→ **WHAT THE TASK ASKS**
From the first line to the last, reproduce the records exactly.

→ **DATA**
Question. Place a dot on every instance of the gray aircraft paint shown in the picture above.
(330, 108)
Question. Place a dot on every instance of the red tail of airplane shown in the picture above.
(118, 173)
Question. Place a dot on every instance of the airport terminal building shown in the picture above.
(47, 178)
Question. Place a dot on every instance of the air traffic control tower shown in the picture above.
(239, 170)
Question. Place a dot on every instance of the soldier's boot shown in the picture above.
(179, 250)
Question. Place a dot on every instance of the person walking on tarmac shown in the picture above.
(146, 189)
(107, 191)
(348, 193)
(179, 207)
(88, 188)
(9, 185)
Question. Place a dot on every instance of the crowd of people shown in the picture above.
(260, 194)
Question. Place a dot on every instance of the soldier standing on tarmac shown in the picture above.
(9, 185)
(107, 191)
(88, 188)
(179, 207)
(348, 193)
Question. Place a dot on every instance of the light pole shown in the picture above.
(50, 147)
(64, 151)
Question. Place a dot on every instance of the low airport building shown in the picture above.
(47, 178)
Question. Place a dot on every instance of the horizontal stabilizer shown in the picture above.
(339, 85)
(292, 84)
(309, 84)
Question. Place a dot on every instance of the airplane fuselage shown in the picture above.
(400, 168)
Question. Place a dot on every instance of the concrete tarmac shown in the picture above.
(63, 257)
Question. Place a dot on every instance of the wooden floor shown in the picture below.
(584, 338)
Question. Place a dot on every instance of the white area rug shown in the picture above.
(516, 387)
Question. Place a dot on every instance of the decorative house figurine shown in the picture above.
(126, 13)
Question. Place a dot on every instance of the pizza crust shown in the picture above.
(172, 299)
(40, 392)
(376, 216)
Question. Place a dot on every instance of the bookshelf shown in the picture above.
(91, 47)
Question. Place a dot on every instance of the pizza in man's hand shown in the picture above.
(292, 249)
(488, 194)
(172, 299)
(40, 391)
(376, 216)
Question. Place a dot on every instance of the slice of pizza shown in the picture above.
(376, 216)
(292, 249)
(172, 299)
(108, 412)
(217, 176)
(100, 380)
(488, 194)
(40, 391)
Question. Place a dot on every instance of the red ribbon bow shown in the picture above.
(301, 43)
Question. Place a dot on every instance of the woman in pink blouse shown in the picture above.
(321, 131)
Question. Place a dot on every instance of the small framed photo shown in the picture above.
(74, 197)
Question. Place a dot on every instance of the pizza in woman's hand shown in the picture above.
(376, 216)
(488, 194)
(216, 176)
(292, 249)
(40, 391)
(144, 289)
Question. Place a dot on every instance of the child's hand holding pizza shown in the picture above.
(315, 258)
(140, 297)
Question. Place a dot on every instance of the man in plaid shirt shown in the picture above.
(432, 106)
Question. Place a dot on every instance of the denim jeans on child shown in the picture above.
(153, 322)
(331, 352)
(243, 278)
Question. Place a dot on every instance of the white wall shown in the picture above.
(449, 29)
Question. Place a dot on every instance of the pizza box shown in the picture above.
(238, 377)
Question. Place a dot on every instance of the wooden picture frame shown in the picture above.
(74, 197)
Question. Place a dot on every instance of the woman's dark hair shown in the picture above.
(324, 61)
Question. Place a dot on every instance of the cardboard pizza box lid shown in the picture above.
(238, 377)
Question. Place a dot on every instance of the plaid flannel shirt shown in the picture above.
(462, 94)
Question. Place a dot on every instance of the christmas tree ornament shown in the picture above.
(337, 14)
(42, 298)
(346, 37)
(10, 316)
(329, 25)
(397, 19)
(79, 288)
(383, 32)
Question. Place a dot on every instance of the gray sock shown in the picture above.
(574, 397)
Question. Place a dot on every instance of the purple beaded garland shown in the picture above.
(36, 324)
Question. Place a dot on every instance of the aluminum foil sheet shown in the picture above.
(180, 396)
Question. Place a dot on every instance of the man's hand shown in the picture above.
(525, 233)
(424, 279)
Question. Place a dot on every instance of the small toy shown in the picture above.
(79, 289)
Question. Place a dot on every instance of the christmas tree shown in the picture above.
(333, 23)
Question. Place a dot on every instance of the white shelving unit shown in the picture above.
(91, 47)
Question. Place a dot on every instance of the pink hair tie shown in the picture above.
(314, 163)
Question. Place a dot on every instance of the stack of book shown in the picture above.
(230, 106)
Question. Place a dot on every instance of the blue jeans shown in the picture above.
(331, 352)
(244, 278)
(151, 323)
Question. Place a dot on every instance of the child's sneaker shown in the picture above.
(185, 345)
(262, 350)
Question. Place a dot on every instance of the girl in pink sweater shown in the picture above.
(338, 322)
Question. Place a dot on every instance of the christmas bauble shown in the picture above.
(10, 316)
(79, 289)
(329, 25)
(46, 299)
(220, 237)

→ **EXPECTED ANSWER**
Question. Place a dot on every instance of the gray aircraft paint shown in the picture above.
(330, 108)
Question. Place a dot on every instance of the red tail of airplane shown in the picture above.
(118, 173)
Question. Place a dot on every instance of the airport terminal building shown in the picture above.
(47, 178)
Question. Place a dot on every instance of the air traffic control tower shown in the picture above.
(239, 170)
Question. Place a dot on every instance of the soldier's boot shown in the picture above.
(179, 250)
Question. Place a dot on every instance of the person walking on tarmac shown in the picture above.
(146, 189)
(107, 191)
(348, 193)
(179, 207)
(88, 188)
(9, 185)
Question. Place a dot on every instance of the crowd of people shown in the picture above.
(260, 194)
Question. Place a dot on every instance of the soldier standing on tarmac shown in the picture above.
(9, 185)
(107, 191)
(88, 188)
(179, 207)
(348, 193)
Question. Place a dot on every instance of the light pole shown in the picture above.
(50, 147)
(64, 151)
Question. Place a dot on every instance of the low airport building shown in the picture above.
(47, 178)
Question. Place a dot on every instance of the horizontal stabilizer shown in the picture above.
(339, 85)
(292, 84)
(309, 84)
Question. Place a dot on every instance of the airplane fuselage shown in the picture above.
(400, 168)
Question. Place a dot on every instance of the concrete tarmac shown in the picture above.
(63, 257)
Question. Place a dot on every instance of the wooden floor shown in the picture below.
(584, 338)
Question. Place a dot on every instance of the white area rug shown in the picture above.
(516, 387)
Question. Place a dot on every instance of the decorative house figurine shown in the picture above.
(126, 13)
Question. Place a dot on every instance of the pizza crust shown in the picture above.
(172, 299)
(40, 392)
(376, 216)
Question. Place a dot on every instance of the bookshelf shown in the picture above.
(91, 47)
Question. Place a dot on every instance of the pizza in man's hand shown in the picture above.
(292, 249)
(488, 194)
(172, 299)
(40, 391)
(376, 216)
Question. Place a dot on every instance of the slice of pizza shown in the picture above.
(376, 216)
(292, 249)
(172, 299)
(108, 412)
(217, 176)
(100, 380)
(488, 194)
(40, 391)
Question. Place a dot on every instance of the red ribbon bow shown in the picture above.
(301, 43)
Question. Place a dot on every instance of the woman in pink blouse shown in the picture above.
(321, 131)
Question. Place a dot on every instance of the small framed photo shown in the picture above.
(74, 197)
Question. Place a dot on every instance of the pizza in woman's hand shown in the picture above.
(376, 216)
(488, 194)
(216, 176)
(292, 249)
(40, 391)
(144, 289)
Question. Place a dot on every instance of the child's hand holding pizza shown in the picture above.
(315, 258)
(140, 297)
Question. Place a dot on every instance of the man in plaid shirt shown in the picture above.
(432, 106)
Question. Place a dot on every instance of the denim jeans on child shown in the picture above.
(153, 322)
(331, 352)
(243, 278)
Question. Place a dot on every instance of the white wall shown in the picture above.
(449, 29)
Question. Place a dot on every instance of the pizza box shown in the picture above.
(238, 377)
Question. Place a dot on every instance of the wooden picture frame shown in the picture above.
(74, 197)
Question. Place a dot on every instance of the woman's dark hair shown in the picture above.
(324, 61)
Question. Place a dot on every instance of the cardboard pizza box lid shown in the picture above.
(238, 377)
Question. Place a dot on every instance of the plaid flannel shirt shown in the picture above.
(462, 94)
Question. Place a dot on every instance of the christmas tree ornament shown in the picture above.
(337, 14)
(42, 298)
(346, 37)
(10, 316)
(329, 25)
(397, 19)
(79, 288)
(383, 32)
Question. Place a dot on every instance of the gray sock shown in the picture above.
(574, 397)
Question. Place a dot on every instance of the purple beaded garland shown in the picture above.
(36, 324)
Question. Place a dot on every instance of the aluminum foil sheet shown in the picture above.
(180, 396)
Question. Place a dot on every instance of the man's hand shown in the picture above.
(525, 233)
(424, 279)
Question. Place a dot on every instance of the small toy shown in the picture above.
(79, 289)
Question. Place a dot on every instance of the christmas tree shown in the picture above.
(333, 23)
Question. Place a dot on every instance of the white shelving unit shown in the picture above.
(91, 47)
Question. Place a dot on every instance of the pink hair tie shown in the picture above.
(314, 163)
Question. Place a dot on every instance of the stack of book shown in the picture above.
(230, 106)
Question. Place a dot on every instance of the blue jeans shown in the picture above.
(331, 352)
(244, 278)
(151, 323)
Question. Place a dot on every instance of the child's sneaker shown in the picture above.
(185, 345)
(262, 350)
Question. Place a dot on every instance of the girl in pink sweater shown in the picture above.
(338, 322)
Question. Place a dot on every instance of the christmas bauble shown in the picture above.
(10, 316)
(79, 289)
(329, 25)
(46, 299)
(220, 237)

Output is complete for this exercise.